▶ WHAT THE TASK ASKS: Rewrite everything in the entries below from the line containing "of the deciduous" down to the line containing "<point>314,386</point>", replacing "parked car" with "parked vehicle" and leaving everything else unchanged.

▶ RECORDS FOR THIS EXERCISE:
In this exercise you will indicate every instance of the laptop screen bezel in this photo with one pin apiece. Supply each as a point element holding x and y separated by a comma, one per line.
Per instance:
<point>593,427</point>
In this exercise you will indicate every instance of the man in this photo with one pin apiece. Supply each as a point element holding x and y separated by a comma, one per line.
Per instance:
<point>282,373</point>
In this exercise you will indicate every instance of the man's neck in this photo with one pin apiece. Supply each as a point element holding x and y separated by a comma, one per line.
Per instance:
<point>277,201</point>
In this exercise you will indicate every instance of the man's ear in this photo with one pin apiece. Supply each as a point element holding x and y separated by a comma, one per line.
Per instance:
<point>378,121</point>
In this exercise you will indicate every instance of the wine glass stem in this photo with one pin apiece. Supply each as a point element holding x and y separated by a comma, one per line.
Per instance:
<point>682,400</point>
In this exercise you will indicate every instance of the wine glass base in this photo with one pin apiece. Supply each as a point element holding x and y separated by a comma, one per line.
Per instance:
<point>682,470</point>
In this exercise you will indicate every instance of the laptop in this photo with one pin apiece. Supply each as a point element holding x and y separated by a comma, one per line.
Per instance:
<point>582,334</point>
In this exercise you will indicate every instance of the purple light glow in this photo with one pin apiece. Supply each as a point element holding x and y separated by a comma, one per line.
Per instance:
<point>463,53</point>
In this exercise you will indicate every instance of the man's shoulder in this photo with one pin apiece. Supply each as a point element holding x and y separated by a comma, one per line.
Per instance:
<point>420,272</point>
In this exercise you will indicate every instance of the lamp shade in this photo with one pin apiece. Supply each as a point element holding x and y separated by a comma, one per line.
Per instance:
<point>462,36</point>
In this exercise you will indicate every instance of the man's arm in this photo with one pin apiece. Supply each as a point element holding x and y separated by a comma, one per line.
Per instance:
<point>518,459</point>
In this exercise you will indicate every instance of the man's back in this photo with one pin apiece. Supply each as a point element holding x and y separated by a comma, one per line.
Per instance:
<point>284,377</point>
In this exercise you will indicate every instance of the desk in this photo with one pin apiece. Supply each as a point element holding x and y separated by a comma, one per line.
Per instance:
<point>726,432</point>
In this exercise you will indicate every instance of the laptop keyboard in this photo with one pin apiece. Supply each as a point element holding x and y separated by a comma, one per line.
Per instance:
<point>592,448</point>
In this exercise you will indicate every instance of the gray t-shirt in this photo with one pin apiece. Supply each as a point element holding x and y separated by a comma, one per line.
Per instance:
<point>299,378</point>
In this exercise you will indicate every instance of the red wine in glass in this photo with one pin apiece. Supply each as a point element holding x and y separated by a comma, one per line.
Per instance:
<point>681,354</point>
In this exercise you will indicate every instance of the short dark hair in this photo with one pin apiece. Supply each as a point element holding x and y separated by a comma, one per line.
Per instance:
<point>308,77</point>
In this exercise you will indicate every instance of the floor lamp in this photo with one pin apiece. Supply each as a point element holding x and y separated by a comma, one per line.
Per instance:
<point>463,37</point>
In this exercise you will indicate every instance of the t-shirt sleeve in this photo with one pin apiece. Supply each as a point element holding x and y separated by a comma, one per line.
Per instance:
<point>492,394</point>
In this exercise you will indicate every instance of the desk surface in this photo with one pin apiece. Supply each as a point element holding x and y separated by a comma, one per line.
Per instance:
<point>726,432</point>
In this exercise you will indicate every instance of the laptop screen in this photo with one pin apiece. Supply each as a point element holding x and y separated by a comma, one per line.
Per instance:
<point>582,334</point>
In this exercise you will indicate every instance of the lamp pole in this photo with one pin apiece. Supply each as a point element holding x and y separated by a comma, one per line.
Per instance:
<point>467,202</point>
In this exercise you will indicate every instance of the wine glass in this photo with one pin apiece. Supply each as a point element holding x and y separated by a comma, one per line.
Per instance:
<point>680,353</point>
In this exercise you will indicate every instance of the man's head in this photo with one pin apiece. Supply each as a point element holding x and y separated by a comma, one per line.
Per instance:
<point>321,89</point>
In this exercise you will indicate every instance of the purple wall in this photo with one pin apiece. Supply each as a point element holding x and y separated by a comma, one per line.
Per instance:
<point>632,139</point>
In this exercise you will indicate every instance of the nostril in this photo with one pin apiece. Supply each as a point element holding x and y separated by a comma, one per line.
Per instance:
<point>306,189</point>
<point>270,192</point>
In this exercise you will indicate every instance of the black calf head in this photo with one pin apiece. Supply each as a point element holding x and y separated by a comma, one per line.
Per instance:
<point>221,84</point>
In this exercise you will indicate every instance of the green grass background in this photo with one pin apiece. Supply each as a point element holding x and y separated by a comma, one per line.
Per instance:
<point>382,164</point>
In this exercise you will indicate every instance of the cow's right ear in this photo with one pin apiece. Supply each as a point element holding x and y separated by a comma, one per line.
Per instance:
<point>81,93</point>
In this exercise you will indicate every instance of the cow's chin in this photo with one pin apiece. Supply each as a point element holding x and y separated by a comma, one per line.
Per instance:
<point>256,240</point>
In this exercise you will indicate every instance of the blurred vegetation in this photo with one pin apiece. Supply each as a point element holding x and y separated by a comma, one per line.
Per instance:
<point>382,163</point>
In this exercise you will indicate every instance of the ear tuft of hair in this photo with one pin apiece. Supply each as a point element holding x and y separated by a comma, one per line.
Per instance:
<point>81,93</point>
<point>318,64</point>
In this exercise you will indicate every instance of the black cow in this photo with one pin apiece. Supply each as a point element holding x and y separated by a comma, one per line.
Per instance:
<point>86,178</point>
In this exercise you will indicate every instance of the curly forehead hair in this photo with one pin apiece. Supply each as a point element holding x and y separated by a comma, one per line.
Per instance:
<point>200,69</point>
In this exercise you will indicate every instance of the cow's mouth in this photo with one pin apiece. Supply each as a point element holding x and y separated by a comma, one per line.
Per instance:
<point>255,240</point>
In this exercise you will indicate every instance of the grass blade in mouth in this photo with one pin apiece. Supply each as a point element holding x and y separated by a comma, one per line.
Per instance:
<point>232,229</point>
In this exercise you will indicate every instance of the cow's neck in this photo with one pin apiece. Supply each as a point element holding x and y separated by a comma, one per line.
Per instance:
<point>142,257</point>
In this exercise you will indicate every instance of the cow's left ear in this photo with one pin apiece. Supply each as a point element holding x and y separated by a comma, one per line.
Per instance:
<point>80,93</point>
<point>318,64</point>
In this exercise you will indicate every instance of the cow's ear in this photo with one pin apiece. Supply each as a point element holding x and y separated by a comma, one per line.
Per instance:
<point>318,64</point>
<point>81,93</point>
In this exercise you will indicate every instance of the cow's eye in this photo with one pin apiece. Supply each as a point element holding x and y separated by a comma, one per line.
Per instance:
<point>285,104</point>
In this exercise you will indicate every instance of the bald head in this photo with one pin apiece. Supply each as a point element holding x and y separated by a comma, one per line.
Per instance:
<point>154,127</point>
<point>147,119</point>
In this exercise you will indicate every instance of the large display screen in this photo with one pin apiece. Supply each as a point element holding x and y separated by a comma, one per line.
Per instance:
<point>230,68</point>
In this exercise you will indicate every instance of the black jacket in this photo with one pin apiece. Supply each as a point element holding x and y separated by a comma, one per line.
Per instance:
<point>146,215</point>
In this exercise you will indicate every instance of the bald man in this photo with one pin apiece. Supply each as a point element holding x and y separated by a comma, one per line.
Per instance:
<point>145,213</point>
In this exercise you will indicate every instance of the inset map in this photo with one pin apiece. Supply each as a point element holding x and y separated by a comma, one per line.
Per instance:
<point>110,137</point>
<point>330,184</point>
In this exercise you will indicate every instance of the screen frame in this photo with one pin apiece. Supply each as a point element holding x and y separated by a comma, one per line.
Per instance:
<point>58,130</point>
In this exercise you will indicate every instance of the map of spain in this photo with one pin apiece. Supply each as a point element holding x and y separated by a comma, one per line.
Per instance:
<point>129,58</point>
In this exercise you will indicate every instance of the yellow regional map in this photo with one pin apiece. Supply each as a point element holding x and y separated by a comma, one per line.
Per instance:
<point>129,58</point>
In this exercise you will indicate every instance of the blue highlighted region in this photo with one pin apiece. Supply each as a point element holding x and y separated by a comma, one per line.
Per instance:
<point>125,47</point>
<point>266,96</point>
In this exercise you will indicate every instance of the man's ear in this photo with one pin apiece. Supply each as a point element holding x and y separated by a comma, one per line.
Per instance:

...

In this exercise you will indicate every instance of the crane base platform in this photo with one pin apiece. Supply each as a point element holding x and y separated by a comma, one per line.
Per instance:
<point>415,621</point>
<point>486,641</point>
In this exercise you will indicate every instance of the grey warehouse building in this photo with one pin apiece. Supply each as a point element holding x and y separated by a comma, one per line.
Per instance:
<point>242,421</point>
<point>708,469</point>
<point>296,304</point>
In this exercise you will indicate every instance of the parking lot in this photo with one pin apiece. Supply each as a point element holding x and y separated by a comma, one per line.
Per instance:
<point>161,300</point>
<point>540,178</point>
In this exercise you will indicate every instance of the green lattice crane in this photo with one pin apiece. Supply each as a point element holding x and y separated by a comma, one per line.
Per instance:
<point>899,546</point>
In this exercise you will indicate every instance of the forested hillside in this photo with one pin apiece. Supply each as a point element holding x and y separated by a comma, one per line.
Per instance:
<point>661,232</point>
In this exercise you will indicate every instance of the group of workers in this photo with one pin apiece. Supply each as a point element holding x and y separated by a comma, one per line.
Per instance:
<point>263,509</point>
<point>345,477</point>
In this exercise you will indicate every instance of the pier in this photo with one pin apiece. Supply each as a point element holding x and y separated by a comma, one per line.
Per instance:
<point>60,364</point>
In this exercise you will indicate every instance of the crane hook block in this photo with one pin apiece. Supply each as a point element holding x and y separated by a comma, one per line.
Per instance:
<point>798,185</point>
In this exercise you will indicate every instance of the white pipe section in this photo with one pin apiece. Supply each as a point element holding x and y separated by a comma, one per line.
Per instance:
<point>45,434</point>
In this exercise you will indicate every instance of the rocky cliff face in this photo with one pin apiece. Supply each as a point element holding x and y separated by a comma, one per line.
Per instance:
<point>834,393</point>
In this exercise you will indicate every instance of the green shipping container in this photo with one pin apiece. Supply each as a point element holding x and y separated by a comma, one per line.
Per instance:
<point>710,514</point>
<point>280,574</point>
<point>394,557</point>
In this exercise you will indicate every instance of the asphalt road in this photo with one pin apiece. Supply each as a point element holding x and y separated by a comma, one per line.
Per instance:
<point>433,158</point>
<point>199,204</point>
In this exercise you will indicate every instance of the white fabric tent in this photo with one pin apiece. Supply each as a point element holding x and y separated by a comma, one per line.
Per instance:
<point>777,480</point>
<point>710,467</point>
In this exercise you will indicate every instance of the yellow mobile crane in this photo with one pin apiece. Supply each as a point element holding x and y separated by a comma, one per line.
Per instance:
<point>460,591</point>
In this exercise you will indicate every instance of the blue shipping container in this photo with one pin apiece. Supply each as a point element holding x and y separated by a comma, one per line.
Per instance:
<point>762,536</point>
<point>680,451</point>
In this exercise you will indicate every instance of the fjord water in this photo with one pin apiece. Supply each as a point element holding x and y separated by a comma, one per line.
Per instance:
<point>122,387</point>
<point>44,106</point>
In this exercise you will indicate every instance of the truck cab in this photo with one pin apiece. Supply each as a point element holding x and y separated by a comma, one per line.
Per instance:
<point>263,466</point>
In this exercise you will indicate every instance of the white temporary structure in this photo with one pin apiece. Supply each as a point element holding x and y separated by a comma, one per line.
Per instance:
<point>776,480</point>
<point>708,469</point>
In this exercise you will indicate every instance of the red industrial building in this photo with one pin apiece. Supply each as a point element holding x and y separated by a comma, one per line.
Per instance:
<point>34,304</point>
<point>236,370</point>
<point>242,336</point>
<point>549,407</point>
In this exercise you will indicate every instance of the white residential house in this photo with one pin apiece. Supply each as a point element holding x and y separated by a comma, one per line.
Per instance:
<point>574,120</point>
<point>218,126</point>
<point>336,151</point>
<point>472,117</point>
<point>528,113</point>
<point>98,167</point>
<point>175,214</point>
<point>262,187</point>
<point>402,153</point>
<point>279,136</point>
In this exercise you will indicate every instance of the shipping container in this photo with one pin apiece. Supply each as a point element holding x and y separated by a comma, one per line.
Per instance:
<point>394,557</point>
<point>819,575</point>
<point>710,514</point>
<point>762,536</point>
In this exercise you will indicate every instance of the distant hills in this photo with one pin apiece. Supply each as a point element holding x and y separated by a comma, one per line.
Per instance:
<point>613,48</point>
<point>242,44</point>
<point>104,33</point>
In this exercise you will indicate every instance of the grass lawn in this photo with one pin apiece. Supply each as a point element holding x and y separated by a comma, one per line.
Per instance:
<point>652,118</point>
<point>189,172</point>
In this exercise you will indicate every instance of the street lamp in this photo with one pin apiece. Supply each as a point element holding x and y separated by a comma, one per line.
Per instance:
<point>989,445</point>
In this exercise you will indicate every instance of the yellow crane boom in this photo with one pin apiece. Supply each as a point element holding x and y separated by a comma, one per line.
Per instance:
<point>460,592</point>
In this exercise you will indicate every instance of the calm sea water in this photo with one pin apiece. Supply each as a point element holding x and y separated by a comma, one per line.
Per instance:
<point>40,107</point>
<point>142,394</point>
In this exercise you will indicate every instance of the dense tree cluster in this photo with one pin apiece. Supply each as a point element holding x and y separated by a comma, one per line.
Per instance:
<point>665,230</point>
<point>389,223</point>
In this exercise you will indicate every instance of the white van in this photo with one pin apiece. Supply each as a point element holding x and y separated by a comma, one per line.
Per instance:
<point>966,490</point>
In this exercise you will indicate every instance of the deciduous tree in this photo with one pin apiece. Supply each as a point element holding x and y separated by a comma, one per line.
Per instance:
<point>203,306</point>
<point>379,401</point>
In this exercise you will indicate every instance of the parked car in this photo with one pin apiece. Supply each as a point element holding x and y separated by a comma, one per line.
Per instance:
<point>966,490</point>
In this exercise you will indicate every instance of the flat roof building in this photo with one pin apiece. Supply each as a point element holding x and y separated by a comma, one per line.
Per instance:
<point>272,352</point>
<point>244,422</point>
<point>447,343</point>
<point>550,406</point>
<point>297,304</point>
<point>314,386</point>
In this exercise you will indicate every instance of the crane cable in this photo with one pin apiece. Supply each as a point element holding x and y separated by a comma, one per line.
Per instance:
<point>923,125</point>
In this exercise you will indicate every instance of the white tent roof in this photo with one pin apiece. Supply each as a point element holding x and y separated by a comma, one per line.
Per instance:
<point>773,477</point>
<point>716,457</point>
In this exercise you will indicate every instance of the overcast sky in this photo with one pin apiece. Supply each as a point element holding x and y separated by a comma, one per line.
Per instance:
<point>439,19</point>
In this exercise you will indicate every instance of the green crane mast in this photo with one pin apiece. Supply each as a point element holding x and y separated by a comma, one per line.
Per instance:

▶ WRITTEN SOLUTION:
In this exercise you will indicate every instance of the deciduous tree in this photo with one pin apiece. Supply each as a point element holding x and y separated by a comma, one per line.
Per instance:
<point>203,306</point>
<point>379,401</point>
In this exercise you will indicate every instance of the parked vehicle in this photo with one pin apiece. Supply each as a point element holding x and y separated by a comma, one per line.
Per instance:
<point>966,490</point>
In this exercise you will indicate every instance of the flat roof building in this photo with one pin apiece. Supply each as a point element holding x and y separated by a comma, one per line.
Per instance:
<point>272,352</point>
<point>244,422</point>
<point>447,343</point>
<point>550,406</point>
<point>297,304</point>
<point>314,386</point>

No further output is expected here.